- What you will do: What you return should match the data below exactly, line for line.

== Records for this task

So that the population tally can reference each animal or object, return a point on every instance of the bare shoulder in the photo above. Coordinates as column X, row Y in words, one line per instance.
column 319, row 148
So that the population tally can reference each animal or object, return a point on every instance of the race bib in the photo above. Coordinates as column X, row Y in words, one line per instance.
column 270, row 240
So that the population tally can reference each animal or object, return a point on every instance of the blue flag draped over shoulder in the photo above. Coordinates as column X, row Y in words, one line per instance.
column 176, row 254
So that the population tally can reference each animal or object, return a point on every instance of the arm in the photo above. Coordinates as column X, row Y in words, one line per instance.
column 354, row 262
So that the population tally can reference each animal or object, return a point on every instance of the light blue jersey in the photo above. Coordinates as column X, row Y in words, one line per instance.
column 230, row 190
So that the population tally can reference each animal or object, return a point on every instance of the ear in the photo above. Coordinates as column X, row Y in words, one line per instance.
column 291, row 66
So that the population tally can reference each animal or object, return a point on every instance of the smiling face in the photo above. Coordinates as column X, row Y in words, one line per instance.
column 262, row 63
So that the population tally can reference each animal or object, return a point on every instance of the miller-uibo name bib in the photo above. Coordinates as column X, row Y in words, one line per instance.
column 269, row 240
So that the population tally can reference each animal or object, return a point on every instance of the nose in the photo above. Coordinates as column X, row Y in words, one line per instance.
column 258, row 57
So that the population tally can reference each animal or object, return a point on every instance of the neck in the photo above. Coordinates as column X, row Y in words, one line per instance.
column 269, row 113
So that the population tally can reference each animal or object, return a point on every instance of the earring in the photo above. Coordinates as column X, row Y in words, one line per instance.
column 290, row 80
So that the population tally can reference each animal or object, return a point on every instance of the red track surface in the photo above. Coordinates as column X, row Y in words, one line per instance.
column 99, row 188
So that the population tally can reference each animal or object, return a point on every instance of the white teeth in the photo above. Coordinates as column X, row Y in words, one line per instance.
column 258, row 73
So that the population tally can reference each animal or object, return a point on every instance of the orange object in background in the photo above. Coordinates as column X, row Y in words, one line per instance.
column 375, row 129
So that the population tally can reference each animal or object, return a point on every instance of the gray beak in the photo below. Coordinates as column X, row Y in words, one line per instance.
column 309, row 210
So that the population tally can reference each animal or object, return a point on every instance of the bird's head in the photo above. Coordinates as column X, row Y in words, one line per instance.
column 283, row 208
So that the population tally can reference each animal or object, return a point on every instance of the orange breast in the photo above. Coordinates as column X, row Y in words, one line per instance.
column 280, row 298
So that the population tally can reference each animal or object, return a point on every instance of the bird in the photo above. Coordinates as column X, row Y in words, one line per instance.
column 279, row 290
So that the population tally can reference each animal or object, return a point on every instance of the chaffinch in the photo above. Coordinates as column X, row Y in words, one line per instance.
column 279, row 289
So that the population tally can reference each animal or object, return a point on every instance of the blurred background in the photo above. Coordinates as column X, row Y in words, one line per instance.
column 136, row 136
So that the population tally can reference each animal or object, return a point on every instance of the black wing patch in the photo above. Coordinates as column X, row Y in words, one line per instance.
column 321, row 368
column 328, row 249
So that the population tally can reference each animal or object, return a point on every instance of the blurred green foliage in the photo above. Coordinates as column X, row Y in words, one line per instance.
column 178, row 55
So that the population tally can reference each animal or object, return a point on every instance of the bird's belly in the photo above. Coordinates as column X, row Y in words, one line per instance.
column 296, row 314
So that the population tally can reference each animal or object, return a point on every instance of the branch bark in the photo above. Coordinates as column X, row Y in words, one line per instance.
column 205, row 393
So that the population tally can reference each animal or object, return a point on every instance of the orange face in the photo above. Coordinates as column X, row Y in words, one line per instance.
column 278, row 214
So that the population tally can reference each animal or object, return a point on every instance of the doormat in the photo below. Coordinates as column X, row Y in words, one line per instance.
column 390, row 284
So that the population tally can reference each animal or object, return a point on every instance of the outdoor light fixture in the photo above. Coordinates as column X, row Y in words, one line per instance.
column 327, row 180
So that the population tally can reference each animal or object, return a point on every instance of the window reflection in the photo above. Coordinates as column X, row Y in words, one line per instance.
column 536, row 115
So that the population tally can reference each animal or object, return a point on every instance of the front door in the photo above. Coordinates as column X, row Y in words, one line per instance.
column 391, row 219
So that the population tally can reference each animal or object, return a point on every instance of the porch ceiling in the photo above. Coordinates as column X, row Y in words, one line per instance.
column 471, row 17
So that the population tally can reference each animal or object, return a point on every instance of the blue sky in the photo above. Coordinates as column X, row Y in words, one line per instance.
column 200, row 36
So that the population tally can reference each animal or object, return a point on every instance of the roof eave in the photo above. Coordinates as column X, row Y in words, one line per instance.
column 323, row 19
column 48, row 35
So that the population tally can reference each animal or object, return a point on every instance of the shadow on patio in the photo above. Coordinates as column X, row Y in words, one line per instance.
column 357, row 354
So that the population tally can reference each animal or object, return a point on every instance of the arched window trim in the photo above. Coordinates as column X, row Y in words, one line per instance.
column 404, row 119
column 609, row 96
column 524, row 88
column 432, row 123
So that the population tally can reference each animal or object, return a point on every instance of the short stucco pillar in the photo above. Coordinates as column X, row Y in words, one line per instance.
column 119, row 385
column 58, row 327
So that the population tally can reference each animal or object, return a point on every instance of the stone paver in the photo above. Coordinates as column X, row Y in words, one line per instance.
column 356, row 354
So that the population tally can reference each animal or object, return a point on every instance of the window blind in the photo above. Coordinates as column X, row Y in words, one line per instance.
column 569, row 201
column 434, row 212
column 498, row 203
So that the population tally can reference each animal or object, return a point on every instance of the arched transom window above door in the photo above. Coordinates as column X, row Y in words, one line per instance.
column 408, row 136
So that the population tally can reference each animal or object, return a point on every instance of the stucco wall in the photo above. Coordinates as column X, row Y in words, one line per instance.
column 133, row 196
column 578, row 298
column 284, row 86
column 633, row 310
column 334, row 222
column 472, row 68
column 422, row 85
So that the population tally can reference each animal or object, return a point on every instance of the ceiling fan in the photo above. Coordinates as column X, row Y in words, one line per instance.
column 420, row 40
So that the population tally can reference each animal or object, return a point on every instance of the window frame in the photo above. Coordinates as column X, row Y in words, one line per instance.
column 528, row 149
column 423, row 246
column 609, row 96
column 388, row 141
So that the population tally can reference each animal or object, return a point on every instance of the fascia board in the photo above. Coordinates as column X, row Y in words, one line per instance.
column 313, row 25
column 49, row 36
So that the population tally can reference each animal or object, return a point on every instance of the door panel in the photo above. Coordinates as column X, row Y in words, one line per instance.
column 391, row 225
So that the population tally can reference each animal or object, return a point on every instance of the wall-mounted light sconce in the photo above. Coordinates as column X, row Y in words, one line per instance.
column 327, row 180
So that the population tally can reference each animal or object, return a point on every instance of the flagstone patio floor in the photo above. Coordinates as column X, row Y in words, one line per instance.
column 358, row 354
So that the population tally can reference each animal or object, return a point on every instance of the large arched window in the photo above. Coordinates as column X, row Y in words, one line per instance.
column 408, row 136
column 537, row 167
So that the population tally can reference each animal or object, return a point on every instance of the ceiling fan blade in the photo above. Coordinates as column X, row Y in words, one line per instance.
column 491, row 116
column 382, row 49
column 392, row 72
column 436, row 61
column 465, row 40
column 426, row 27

====

- Response to this exercise:
So that the population tally can reference each animal or object, return a point on every instance of the bare shoulder in the photo above. Coordinates as column X, row Y in words, one line per instance.
column 319, row 148
So that the population tally can reference each animal or object, return a point on every instance of the race bib in the photo above. Coordinates as column X, row Y in words, one line per instance.
column 270, row 240
So that the population tally can reference each animal or object, return a point on every instance of the blue flag draped over shoulder in the photo above. Coordinates as column X, row Y in words, one line per instance.
column 176, row 254
So that the population tally can reference each animal or object, return a point on every instance of the arm in the photo above. Coordinates as column X, row Y in words, one line per instance.
column 354, row 262
So that the population tally can reference each animal or object, return a point on every instance of the light blue jersey in the photo above. Coordinates as column X, row Y in words, one line per instance.
column 230, row 190
So that the population tally can reference each animal or object, return a point on every instance of the ear in the photo above. Coordinates as column X, row Y in words, one line per instance.
column 291, row 66
So that the population tally can reference each animal or object, return a point on every instance of the smiling face in the photo above. Coordinates as column X, row Y in words, one line per instance.
column 262, row 63
So that the population tally can reference each animal or object, return a point on every instance of the miller-uibo name bib in the photo above. Coordinates as column X, row Y in words, one line per instance.
column 269, row 240
So that the population tally can reference each animal or object, return a point on every instance of the nose in the photo above. Coordinates as column X, row Y in words, one line per instance.
column 258, row 57
So that the population tally can reference each animal or object, return a point on every instance of the neck in the photo above. Coordinates as column X, row Y in words, one line per instance.
column 269, row 113
So that the population tally can reference each animal or object, return a point on every instance of the earring in the photo above. Coordinates as column X, row Y in words, one line per instance.
column 290, row 80
So that the population tally can reference each animal or object, return a point on every instance of the red track surface in the photo above. Coordinates as column X, row Y in words, one line per instance.
column 99, row 188
So that the population tally can reference each animal or object, return a point on every instance of the white teeth in the photo above. Coordinates as column X, row Y in words, one line per instance.
column 258, row 73
So that the population tally can reference each animal or object, return a point on every instance of the orange object in background in the photo above. Coordinates as column X, row Y in words, one line per instance.
column 375, row 129
So that the population tally can reference each animal or object, return a point on every instance of the gray beak in the photo below. Coordinates as column X, row Y in words, one line per instance.
column 309, row 210
So that the population tally can reference each animal or object, return a point on every instance of the bird's head in the photo above. Coordinates as column X, row Y in words, one line per instance.
column 283, row 208
So that the population tally can reference each animal or object, return a point on every instance of the orange breast in the photo above. Coordinates as column X, row Y in words, one line per instance.
column 280, row 298
So that the population tally can reference each animal or object, return a point on every instance of the bird in the photo above. Coordinates as column X, row Y in words, one line per instance.
column 279, row 290
So that the population tally can reference each animal or object, return a point on every instance of the chaffinch in the photo above. Coordinates as column X, row Y in words, one line per instance.
column 279, row 289
So that the population tally can reference each animal or object, return a point on every instance of the blurred background in the photo above. Coordinates as column X, row Y in words, one line per instance.
column 136, row 136
So that the population tally can reference each animal or object, return a point on every instance of the black wing patch in the photo above. Coordinates as column X, row Y in words, one line per instance.
column 321, row 368
column 328, row 249
So that the population tally can reference each animal or object, return a point on every instance of the blurred green foliage in the photo above. Coordinates as column X, row Y in words, one line per instance.
column 178, row 55
So that the population tally can reference each animal or object, return a point on every instance of the bird's belly in the photo above. Coordinates as column X, row Y in words, one line per instance.
column 296, row 314
So that the population tally can reference each animal or object, return a point on every instance of the branch bark in the photo above. Coordinates as column X, row Y in words, one line per instance.
column 205, row 393
So that the population tally can reference each animal or object, return a point on every instance of the orange face in the photo above. Coordinates as column X, row Y in words, one line per instance.
column 278, row 214
So that the population tally can reference each animal or object, return a point on every instance of the doormat in the photo below. Coordinates as column X, row Y in words, one line per instance.
column 390, row 284
So that the population tally can reference each animal or object, return a point on every instance of the outdoor light fixture in the photo above. Coordinates as column X, row Y in words, one line per instance.
column 327, row 180
So that the population tally can reference each animal or object, return a point on every instance of the window reflection in the photo above. Coordinates as column X, row Y in words, one line per instance.
column 536, row 115
So that the population tally can reference each animal or object, return a point on every instance of the front door in the photo above. Coordinates as column X, row Y in words, one line per instance.
column 391, row 219
So that the population tally can reference each animal or object, return a point on every instance of the porch ceiling in the photo above. Coordinates as column X, row Y in words, one line per instance.
column 471, row 17
So that the population tally can reference each animal or object, return a point on every instance of the blue sky in the photo above. Coordinates as column X, row Y in words, one line per instance.
column 200, row 36
So that the population tally can reference each animal or object, return a point on every instance of the roof eave in the photo above. Coordinates as column X, row Y in words, one line per instance.
column 323, row 19
column 48, row 35
So that the population tally can reference each animal or object, return a point on every instance of the shadow on patio in the photo above. Coordinates as column X, row Y in words, one line per instance.
column 357, row 354
So that the population tally can reference each animal or object, return a point on every instance of the arched window trim in the photo above. Coordinates as column X, row Y in words, one line per instance.
column 404, row 119
column 609, row 96
column 524, row 88
column 432, row 123
So that the population tally can reference each animal or object, return a point on every instance of the short stucco pillar in the photo above. Coordinates as column X, row Y in words, one line per instance.
column 119, row 385
column 58, row 327
So that the population tally can reference each animal or object, return a point on every instance of the stone paver in the photo above. Coordinates as column X, row Y in words, one line per instance.
column 356, row 354
So that the population tally can reference each animal or object, return a point on every instance of the window blind in the photo above. Coordinates as column X, row Y in words, one line per instance.
column 569, row 201
column 434, row 212
column 498, row 203
So that the population tally can reference each animal or object, return a point on every instance of the arched transom window above door in the photo above. Coordinates as column X, row Y in words, one line per instance.
column 408, row 136
So that the population tally can reference each animal or object, return a point on every instance of the stucco wall in the photo above. Coordinates as column X, row Y in words, one line per instance.
column 133, row 196
column 578, row 298
column 284, row 86
column 633, row 310
column 334, row 222
column 472, row 68
column 422, row 85
So that the population tally can reference each animal or object, return a point on every instance of the ceiling fan in the photo above. Coordinates as column X, row Y in words, one line per instance.
column 420, row 40
So that the population tally can reference each animal or object, return a point on every instance of the window frame in the photo above. Coordinates as column X, row Y in words, one line per instance.
column 528, row 149
column 423, row 246
column 609, row 96
column 388, row 141
So that the population tally can reference each animal or object, return a point on every instance of the fascia board in the photo above. Coordinates as column X, row Y in words, one line per instance.
column 313, row 25
column 49, row 36
So that the population tally can reference each animal or object, return a point on every instance of the door panel in the photo above. Coordinates as column X, row Y in words, one line per instance.
column 391, row 225
So that the population tally can reference each animal or object, return a point on every instance of the wall-mounted light sconce in the photo above. Coordinates as column X, row Y in words, one line per instance.
column 327, row 180
So that the population tally can reference each animal or object, return a point on every instance of the flagstone patio floor in the photo above. Coordinates as column X, row Y in words, one line per instance.
column 358, row 354
So that the population tally can reference each animal or object, return a point on every instance of the large arched window in the photo above. Coordinates as column X, row Y in words, one line per instance.
column 408, row 136
column 537, row 167
So that the population tally can reference each animal or object, return a point on every instance of the ceiling fan blade in the photo above. Coordinates as column X, row Y in words, one line per instance.
column 491, row 116
column 382, row 49
column 392, row 72
column 436, row 61
column 465, row 40
column 426, row 27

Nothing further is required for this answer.